Reading passage START

Chronic illnesses are laborious,
they are always demanding,
and just when you think you‘ve mastered them,
they get even more challenging.
In reality we are always dealing with some aspect of the chronic illness, so much so, it becomes a big part of who we are. You`re never keeping up enough. To keep up, you must spend time learning it, but as a result, a little section of the patient’s individuality is lost to the illness. Let me explain, before I was an engineer with a passion for cars, a drive for efficiency and focus to change the world; post kidney transplant, I have been reduced to kidney disease buzzwords and misconceptions. No, I’m not an alcoholic and yes, both kidneys really failed...Really.

Reading passage END
Information given START

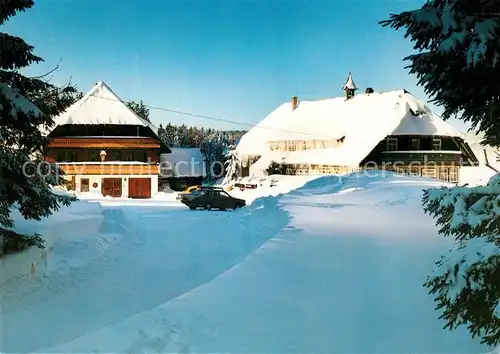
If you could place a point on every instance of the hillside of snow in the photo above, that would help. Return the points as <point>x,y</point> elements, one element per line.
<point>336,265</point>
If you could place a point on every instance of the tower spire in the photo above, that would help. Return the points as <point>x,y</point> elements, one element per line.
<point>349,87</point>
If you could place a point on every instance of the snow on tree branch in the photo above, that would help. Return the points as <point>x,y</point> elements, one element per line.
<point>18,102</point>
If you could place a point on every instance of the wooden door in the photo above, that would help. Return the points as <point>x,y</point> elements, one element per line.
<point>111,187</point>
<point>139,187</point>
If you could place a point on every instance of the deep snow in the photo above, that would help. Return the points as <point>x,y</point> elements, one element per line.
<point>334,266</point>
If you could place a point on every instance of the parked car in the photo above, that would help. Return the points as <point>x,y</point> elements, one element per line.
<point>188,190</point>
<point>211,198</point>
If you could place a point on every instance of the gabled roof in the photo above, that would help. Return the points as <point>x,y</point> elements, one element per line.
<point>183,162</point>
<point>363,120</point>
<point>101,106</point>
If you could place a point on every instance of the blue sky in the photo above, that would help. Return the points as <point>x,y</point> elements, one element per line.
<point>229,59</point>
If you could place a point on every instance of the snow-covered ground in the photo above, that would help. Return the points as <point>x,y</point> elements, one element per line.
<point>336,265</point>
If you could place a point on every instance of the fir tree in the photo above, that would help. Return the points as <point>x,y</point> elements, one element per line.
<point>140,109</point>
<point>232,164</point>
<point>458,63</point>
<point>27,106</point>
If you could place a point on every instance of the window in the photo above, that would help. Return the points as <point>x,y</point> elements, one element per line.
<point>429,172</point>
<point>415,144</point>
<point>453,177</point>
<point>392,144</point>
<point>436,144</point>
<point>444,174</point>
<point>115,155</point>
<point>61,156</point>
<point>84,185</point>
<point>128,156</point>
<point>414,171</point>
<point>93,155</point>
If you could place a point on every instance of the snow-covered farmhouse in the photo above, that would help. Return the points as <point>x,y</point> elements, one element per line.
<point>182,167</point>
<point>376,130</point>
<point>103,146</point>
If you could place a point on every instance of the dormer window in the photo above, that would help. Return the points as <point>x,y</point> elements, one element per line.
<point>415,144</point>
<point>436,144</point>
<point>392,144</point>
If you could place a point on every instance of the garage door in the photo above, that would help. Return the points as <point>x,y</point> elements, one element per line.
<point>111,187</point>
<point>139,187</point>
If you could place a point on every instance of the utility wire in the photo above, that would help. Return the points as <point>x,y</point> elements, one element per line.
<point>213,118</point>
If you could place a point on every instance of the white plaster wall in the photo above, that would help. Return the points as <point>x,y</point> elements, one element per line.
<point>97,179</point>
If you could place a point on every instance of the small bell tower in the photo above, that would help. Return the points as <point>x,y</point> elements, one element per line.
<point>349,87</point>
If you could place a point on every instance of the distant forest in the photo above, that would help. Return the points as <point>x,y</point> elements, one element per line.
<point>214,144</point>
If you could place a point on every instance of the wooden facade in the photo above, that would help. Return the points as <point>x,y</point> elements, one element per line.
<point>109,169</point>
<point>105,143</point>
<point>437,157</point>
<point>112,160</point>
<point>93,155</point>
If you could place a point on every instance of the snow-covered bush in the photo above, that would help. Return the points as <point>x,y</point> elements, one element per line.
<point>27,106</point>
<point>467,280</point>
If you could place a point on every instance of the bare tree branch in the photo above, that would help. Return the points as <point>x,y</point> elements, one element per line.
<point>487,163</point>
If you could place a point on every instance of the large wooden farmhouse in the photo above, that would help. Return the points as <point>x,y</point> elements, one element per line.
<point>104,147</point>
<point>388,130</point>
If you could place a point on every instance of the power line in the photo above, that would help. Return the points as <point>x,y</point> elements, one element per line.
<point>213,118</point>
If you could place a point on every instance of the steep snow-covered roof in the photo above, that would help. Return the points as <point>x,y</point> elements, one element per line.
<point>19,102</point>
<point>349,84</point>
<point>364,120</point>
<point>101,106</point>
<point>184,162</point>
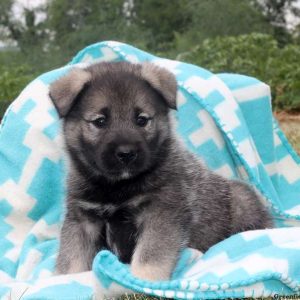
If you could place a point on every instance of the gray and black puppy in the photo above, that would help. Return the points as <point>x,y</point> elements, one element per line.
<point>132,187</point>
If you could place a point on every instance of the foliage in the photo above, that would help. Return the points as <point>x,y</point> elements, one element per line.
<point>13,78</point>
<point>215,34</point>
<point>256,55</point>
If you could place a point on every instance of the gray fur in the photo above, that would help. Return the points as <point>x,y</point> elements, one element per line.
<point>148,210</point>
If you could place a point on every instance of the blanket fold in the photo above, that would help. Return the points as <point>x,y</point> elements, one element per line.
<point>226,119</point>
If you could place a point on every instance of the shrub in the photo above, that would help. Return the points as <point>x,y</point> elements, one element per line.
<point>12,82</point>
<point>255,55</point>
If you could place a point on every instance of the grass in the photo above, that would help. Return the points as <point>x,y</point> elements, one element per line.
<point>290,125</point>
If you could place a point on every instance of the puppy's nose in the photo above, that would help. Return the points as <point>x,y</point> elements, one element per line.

Information given END

**What to do**
A. In the text on chronic illness, update the part starting at "Chronic illnesses are" and ending at "kidneys really failed...Really.", replacing "engineer" with "architect".
B. In the text on chronic illness, what does the writer deny being?
C. In the text on chronic illness, rewrite the paragraph beginning "In reality we are always dealing" as a shorter version that keeps its main facts.

**Answer set**
A.
Chronic illnesses are laborious,
they are always demanding,
and just when you think you‘ve mastered them,
they get even more challenging.
In reality we are always dealing with some aspect of the chronic illness, so much so, it becomes a big part of who we are. You`re never keeping up enough. To keep up, you must spend time learning it, but as a result, a little section of the patient’s individuality is lost to the illness. Let me explain, before I was an architect with a passion for cars, a drive for efficiency and focus to change the world; post kidney transplant, I have been reduced to kidney disease buzzwords and misconceptions. No, I’m not an alcoholic and yes, both kidneys really failed...Really.

B. An alcoholic.

C. Living with a chronic illness means constantly dealing with some part of it, until it becomes a big part of one's identity. Keeping up requires time spent learning about it, and this costs the patient a piece of their individuality. Before a kidney transplant, the writer was an engineer with a passion for cars, a drive for efficiency, and a focus on changing the world. Afterward, the writer was reduced to kidney disease buzzwords and misconceptions. The writer is not an alcoholic, and both kidneys really did fail.